◆ EXERCISE DETAILS
From the blog excerpt below, list each place where the writer reports noticing stars this Christmas.

Very little in the way of an agenda this Christmas! Might even be daily grocery shopping just because I really don't know what will be happening from one day to the next. A little surprised to realize I'm actually joyful about that. I'm relaxing in my second half of life.

Stars are getting my attention this Christmas! I keep noticing them everywhere. Top of our tree... Outside when on the deck one night... On a few Christmas cards... Our church sanctuary... It has caught me off guard how much I keep really really noticing them. Like, stop a minute and take in their beauty kind of noticing them. I asked God the other day what that was about. I'm enjoying remembering that God has always been and will always be interested in providing us direction. This Christmas that is my deepest joy!

Dear Father, Son and Holy Spirit,

Thank you for bringing our family so much joy this Christmas! May everyone reading this know joys both big and small with You and their loved ones this Christmas. May we notice those who need a little of our joy shared with them. May an increasingly grateful heart bring us joy throughout the whole year. Help us to have eyes to see all that we have to be grateful for and may we react with a desire to share your gifts to us with those placed in our path. Also, please give us brave hearts that are willing to walk new paths with you this coming year.

Merry Christmas, Lord.

Amen

Tuesday, December 08, 2009

Avoiding gratitude...

This morning I was coming up with other things to do besides my 30 day gratitude project.

So when I finally sat down, I asked the Lord, "Why was I avoiding You and this topic this morning?

This is what I wrote down next:

Is a Christian allowed to be disappointed or bummed out? (ponders for a moment) Yes. Evil, seperation and hate are negative and create negative responses. But we are not to stay stuck there. David models this in the Psalms. We are to recognize and circle back around to the goodness, togetherness and love that can be found in any relationship or circumstance because of God. This is full circle living. God is teaching me how to come around full circle. Hmmm...

Another honest question asked and answered. Just now I have realized that I hope that part of the purpose of this blog is for me to share with who ever reads this the value of honest questions put before the Lord. I think God really likes answering honest questions. He doesn't always do it quickly. It's mind blowing for me to think about the number of questions God answers.

More quotes from Choosing Gratitude:

The capacity to respond to adversity with faith and gratitude is not limited to spiritual "superheroes."

The question that came to her heart was: "Can you thank Me for trusting you with this experience, even if I never tell you why?"

Anything that makes me need God is (ultimately, in the truest sense)a blessing.

Nancy Leigh DeMoss

Monday, December 07, 2009

Quotes from Choosing Gratitude by Nancy Leigh DeMoss

Quotes:

Gratitude is a lifestyle. A hard-fought, grace-infused, biblical lifestyle.

Is the gratitude that flows out of your life as abounding as the grace that has flowed into your life?

When we give out of gratitude to God, we cause gratitude to well up in others' hearts.

The higher our standard of living, the more discontented we become.

The grateful heart that springs forth in joy is not acquired in a moment; it is the fruit of a thousand choices.

Ungrateful people tend to hold tightly to their rights.

Nancy Leigh DeMoss


Thought provoking huh? She's stepped on my toes. But, I must say she steps all over her own toes at the same time. This book is written in the midst of her own realizations of how much she has struggled with an ungrateful heart.

◆ ENTRIES PROVIDED
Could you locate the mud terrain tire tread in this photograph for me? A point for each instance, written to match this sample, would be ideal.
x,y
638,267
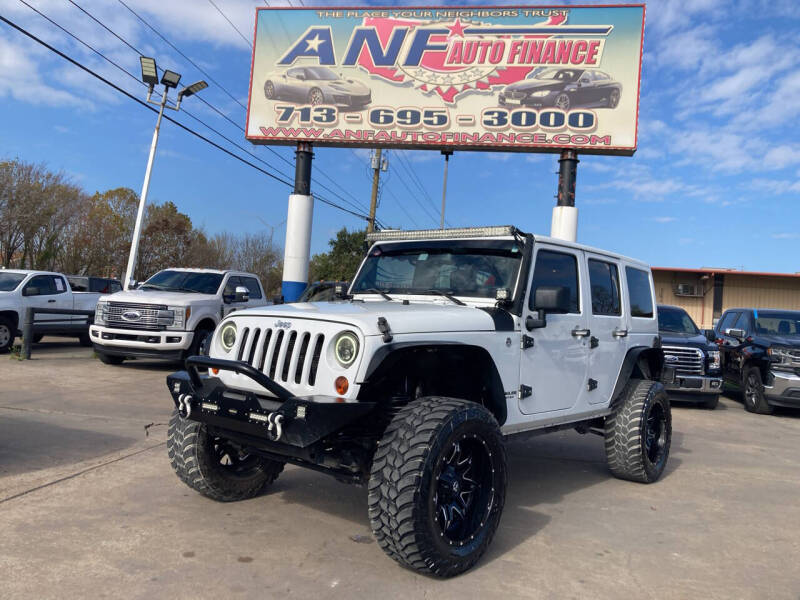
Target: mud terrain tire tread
x,y
625,430
409,448
187,450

◆ TASK RESPONSE
- Top of the tree
- Outside on the deck one night
- On a few Christmas cards
- The church sanctuary